--- Instructions ---
- A) Name every cellular company that the article on New Jersey's text-to-9-1-1 program says supplied software and interfaces to dispatchers.
- B) Summarize the article on New Jersey's text-to-9-1-1 program in two sentences.
- C) From the article on New Jersey's text-to-9-1-1 program, reproduce the passage starting at "State officials also" and ending at "live in July.".

--- Reading passage ---
+===+
September 07, 2016
People who need help in New Jersey have a new tool to request emergency services.
State officials unveiled on Wednesday a new text-to-9-1-1 program to serve citizens facing emergencies that require assistance from police, fire or medical personnel.
“There is perhaps no greater reason than public safety for [the] government to keep pace with today’s technology trends,” said Dave Weinstein, the state's Chief Technology Officer. “Every citizen now has an alternative, ubiquitous communication channel for interacting with emergency services personnel.”
The program was made possible through a partnership between state officials and the four largest cellular companies.
Verizon Wireless, AT&T, T-Mobile and Sprint supplied software and interfaces to dispatchers statewide.
State Attorney General Christopher Porrino is urging the public to use the text-to-9-1-1 capability only when necessary, stressing that a phone call is preferable.
“There are circumstances in which people witnessing suspicious activity, people in danger or people desperately in need of medical help cannot talk – but are able to text,” Porrino said.
When messaging 9-1-1, citizens should silence their phones, use text only, state the location and briefly describe the situation. Users should be as specific as possible when sharing their location, including the exact address, a business name, the nearest intersection or landmarks.
People who have speech or hearing disorders are also urged to inform dispatchers about impairments.
State officials also warn users that photos and videos cannot be received by dispatchers and translation services are not available. Messages should be sent in English only.
A majority of cities in the United States lack the ability to offer citizens a texting option.
Philadelphia is currently in the process of upgrading its 9-1-1 system to handle texts.
In neighboring Bucks, Chester and Montgomery counties, however, the service has been available since the beginning of 2015.
New Jersey's system went live in July.
+===+
--- Extracted records ---
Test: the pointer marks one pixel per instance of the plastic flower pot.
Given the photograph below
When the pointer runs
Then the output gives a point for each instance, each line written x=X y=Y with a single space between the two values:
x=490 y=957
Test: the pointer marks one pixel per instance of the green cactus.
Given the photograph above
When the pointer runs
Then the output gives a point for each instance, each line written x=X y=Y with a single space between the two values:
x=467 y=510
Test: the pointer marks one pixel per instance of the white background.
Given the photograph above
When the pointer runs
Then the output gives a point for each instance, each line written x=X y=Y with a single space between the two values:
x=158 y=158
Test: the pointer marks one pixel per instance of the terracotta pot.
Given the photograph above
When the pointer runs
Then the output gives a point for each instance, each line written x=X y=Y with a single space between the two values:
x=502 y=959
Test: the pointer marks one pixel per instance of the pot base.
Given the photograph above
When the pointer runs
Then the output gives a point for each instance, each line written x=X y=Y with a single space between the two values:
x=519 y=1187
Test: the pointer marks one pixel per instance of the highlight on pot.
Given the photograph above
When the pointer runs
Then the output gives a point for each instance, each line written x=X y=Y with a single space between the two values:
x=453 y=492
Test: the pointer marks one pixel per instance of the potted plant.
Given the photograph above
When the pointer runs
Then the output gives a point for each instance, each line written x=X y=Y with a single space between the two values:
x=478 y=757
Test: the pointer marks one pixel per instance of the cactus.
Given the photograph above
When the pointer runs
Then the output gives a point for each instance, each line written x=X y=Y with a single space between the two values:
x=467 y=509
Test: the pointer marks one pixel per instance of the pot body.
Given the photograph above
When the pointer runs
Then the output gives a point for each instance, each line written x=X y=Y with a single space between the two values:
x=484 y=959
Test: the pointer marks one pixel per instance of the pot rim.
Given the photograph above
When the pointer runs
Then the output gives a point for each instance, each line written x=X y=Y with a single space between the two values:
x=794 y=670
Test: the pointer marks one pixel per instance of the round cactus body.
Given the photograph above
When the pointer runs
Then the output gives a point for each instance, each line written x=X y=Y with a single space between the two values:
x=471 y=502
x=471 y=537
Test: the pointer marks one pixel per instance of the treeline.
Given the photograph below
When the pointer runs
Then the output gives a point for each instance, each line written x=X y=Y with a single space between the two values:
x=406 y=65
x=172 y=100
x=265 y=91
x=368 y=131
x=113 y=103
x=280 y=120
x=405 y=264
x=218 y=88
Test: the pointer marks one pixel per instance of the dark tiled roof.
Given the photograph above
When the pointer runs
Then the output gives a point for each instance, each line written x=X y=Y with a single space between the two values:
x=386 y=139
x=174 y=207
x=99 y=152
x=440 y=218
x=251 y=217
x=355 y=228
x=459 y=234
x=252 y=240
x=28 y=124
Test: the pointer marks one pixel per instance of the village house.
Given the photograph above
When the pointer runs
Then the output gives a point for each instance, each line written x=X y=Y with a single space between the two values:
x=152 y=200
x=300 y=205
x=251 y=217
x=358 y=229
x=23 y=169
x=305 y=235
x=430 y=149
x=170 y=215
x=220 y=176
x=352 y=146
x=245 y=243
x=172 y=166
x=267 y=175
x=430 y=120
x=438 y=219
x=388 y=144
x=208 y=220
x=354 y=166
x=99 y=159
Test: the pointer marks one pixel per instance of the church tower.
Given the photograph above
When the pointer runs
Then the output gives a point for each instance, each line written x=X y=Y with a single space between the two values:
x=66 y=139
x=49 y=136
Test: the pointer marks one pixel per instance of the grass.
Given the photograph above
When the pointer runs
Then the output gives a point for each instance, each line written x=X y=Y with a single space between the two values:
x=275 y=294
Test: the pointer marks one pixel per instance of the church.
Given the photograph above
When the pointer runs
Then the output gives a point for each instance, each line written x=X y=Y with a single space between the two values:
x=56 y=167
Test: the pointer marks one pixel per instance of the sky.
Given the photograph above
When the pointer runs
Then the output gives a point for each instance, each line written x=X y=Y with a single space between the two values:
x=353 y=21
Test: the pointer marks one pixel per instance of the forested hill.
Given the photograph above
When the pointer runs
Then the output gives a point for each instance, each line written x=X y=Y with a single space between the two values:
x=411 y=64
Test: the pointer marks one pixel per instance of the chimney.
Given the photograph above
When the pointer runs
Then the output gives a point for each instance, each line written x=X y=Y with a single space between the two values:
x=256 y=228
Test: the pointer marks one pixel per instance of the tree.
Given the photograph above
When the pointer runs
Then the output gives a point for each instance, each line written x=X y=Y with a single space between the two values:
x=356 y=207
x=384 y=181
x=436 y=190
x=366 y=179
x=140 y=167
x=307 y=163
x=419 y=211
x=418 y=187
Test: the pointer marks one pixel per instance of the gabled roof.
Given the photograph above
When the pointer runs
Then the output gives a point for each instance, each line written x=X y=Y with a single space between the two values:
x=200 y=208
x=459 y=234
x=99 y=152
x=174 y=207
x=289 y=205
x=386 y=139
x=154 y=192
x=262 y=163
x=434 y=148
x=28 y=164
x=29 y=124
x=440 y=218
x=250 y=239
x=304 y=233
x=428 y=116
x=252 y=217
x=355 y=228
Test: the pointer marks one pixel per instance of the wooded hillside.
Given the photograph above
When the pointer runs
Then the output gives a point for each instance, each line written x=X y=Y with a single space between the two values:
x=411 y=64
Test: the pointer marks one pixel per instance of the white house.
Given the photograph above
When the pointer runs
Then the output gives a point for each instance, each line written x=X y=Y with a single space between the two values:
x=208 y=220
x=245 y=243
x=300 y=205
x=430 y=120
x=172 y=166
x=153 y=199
+===+
--- Answers below ---
- A) Verizon Wireless, AT&T, T-Mobile, Sprint

- B) New Jersey officials unveiled a statewide text-to-9-1-1 program, built with the four largest cellular companies, that lets people reach police, fire or medical help by text. Officials urge using it only when necessary because a call is preferable, and they ask texters to give a specific location, use English only and send no photos or videos.

- C)
State officials also warn users that photos and videos cannot be received by dispatchers and translation services are not available. Messages should be sent in English only.
A majority of cities in the United States lack the ability to offer citizens a texting option.
Philadelphia is currently in the process of upgrading its 9-1-1 system to handle texts.
In neighboring Bucks, Chester and Montgomery counties, however, the service has been available since the beginning of 2015.
New Jersey's system went live in July.